Task directions: Go through the records underneath and count the lines that include the string "coordinates". Give nothing but the number.

(Stored items)
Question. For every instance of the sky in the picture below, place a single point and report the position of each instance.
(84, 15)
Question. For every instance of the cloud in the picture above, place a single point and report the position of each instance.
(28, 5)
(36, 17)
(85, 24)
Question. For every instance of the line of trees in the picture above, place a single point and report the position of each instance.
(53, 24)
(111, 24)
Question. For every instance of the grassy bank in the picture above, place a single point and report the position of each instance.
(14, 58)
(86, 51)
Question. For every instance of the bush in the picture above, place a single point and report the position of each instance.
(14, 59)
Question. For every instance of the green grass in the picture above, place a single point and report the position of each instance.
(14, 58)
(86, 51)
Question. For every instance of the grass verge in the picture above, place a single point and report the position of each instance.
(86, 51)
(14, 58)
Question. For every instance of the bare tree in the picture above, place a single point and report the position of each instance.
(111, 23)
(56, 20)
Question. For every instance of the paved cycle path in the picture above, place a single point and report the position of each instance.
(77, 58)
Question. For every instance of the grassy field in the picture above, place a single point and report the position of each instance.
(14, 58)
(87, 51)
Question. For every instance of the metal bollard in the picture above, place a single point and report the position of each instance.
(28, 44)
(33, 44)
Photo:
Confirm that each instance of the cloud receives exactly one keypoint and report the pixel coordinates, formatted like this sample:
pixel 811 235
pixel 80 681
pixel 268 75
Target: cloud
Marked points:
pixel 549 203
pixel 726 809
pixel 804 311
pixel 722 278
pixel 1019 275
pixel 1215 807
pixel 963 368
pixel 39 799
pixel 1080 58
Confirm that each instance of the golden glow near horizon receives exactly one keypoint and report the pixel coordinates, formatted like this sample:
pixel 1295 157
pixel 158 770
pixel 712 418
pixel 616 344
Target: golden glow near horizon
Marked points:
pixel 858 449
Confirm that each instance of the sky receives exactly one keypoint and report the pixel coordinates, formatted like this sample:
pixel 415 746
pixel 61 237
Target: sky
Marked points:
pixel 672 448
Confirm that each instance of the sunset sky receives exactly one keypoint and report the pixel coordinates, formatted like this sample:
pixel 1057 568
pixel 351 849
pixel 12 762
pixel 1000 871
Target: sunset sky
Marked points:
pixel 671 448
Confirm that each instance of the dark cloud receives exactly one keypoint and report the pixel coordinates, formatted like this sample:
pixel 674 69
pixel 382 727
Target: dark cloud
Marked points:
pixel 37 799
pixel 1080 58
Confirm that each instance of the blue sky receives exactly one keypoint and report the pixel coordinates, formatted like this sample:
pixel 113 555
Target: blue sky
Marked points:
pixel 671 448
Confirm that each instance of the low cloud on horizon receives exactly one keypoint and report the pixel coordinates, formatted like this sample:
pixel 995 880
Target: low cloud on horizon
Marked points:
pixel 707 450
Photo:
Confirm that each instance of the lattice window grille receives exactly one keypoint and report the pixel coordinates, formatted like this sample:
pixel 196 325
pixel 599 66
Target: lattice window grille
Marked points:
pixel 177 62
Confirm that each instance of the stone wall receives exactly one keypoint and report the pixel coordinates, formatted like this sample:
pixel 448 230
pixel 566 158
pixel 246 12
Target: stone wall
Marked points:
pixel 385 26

Exercise answer: 9